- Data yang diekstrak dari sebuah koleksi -
..........
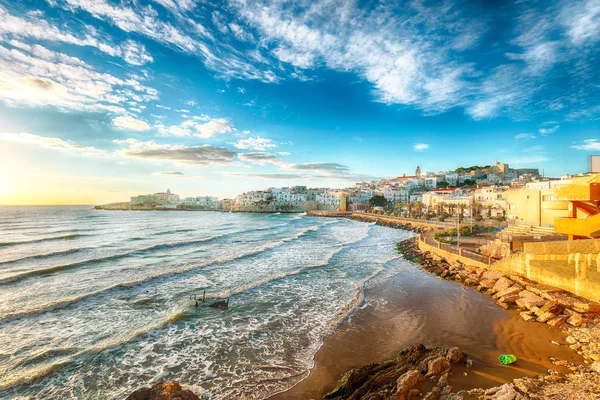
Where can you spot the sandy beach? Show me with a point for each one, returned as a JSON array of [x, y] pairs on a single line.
[[418, 308]]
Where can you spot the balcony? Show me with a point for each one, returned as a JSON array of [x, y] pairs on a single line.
[[579, 192], [584, 227]]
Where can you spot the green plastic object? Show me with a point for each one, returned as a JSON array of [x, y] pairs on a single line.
[[507, 359]]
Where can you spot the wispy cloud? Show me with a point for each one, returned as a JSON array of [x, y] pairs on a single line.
[[524, 136], [588, 145], [127, 122], [547, 131], [38, 28], [205, 155], [255, 143], [50, 142]]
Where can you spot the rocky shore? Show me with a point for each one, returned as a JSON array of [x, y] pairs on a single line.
[[416, 372], [537, 303], [398, 224]]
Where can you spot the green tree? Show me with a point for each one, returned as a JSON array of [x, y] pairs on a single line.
[[378, 201]]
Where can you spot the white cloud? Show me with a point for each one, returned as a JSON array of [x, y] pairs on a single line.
[[187, 35], [36, 76], [547, 131], [529, 160], [212, 127], [37, 28], [582, 21], [127, 122], [258, 143], [205, 155], [524, 136], [50, 142], [588, 145]]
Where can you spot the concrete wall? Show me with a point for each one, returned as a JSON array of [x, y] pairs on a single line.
[[586, 246], [451, 257], [548, 263]]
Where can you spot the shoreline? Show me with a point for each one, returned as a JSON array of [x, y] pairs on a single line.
[[576, 372], [548, 356]]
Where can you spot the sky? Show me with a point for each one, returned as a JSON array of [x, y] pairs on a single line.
[[102, 99]]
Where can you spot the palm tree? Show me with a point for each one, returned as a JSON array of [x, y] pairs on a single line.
[[419, 209], [399, 206]]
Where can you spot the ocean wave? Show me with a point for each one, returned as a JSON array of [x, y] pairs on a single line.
[[36, 272], [70, 354], [68, 236], [29, 376], [186, 268], [43, 255]]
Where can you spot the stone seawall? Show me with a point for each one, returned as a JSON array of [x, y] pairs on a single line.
[[418, 227], [538, 303]]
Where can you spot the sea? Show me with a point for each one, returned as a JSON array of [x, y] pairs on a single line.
[[95, 304]]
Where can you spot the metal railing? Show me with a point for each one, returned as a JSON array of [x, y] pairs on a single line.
[[457, 250]]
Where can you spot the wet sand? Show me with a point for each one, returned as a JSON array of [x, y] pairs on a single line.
[[415, 307]]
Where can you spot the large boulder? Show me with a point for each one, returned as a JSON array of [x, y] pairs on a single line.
[[502, 284], [163, 391]]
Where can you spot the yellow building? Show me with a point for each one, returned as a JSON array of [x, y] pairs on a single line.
[[583, 197], [571, 206]]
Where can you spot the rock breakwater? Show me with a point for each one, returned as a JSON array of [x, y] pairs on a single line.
[[536, 302], [415, 372]]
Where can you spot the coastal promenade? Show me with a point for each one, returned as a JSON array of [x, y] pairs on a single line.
[[573, 266]]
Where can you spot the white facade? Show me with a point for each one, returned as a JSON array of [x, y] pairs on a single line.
[[201, 201], [160, 198], [396, 195], [330, 198]]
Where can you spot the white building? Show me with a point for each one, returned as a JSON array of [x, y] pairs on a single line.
[[395, 195], [201, 201], [156, 199], [330, 198]]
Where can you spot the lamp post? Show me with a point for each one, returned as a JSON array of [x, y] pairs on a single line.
[[458, 231]]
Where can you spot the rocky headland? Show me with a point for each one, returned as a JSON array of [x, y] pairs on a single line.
[[538, 303]]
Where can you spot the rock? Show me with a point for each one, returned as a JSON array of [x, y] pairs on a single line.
[[492, 275], [487, 283], [586, 307], [529, 300], [575, 320], [513, 290], [163, 391], [502, 284], [545, 317], [571, 340], [558, 321], [521, 280], [504, 392], [539, 288], [438, 366], [400, 375], [455, 355], [526, 315], [550, 307], [509, 299], [407, 381]]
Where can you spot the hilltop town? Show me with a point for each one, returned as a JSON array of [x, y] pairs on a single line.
[[481, 190]]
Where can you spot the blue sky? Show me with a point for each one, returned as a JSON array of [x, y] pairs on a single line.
[[103, 99]]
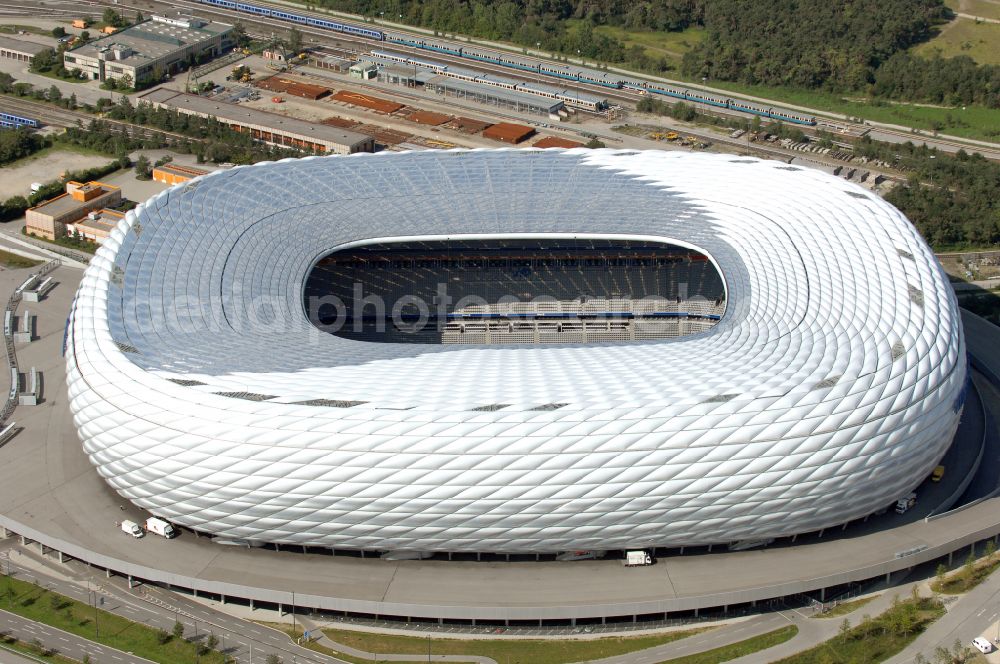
..........
- TUJUAN LATIHAN -
Tolong tulis ulang semua baris, mulai dari baris yang memuat "Where can you spot the wet" sampai akhir item di atas, dengan menambahkan 125 pada setiap nilai koordinat. Gambar tidak perlu dicantumkan.

- SOAL TERPECAHKAN -
Where can you spot the wet sand? Show me with a point for each one, returned as a JSON array of [x, y] pairs on a single line.
[[540, 432]]
Where can you spot the large boulder? Show me with a point for each one, returned as a JSON array of [x, y] pairs on a single line.
[[627, 409], [288, 516]]
Where can you spot the yellow building? Show me with a point for each one, returned as a JSON array of [x, y] pairs on a single line.
[[708, 322], [696, 331]]
Where can you spot the rock breakwater? Show me with a point for each one, returned as a JSON array of [x, y] pairs on a single line.
[[661, 427], [540, 497]]
Where can you spot the coastal promenade? Show me with a point for each one, returned as a JSON array of [x, y] pairs on a single line.
[[698, 391]]
Where can you spot the white facade? Show me with a point for each one, returned as a JSON array of [x, y] pairs on a single line.
[[326, 326], [285, 323], [521, 320], [455, 323]]
Where can you spot the white building? Show me with a point for each one, returned as a JSON array of [x, y] pairs on a single line.
[[520, 320], [326, 326], [281, 324], [455, 323]]
Where can you spot the lamp post? Show me with a point for each one, returned as a JSON array of [x, y] pairs on a single line.
[[583, 356]]
Where can you spot the rocky headland? Show me with a point for each one, returned as a JSON array of [x, y] pairs on a single line.
[[663, 428]]
Where can you spot the rock? Show me with a point for each one, returned as a JSON array of [x, y] pairs on a single line.
[[617, 400], [612, 408], [711, 432], [654, 425], [700, 445], [638, 415], [288, 516], [627, 409], [670, 442], [696, 465], [683, 446], [646, 405], [629, 517], [664, 413], [563, 491], [525, 500], [580, 480], [651, 440], [675, 432], [634, 424], [532, 506]]
Where can you spot the hilltop town? Show me with a point for each one, returned as a JSON array of [x, y] pairs on a single line.
[[606, 315]]
Where can you spot the blue sky? Show me with a point for each one, returned as a JSON array of [x, y] pairs on a single line.
[[228, 224]]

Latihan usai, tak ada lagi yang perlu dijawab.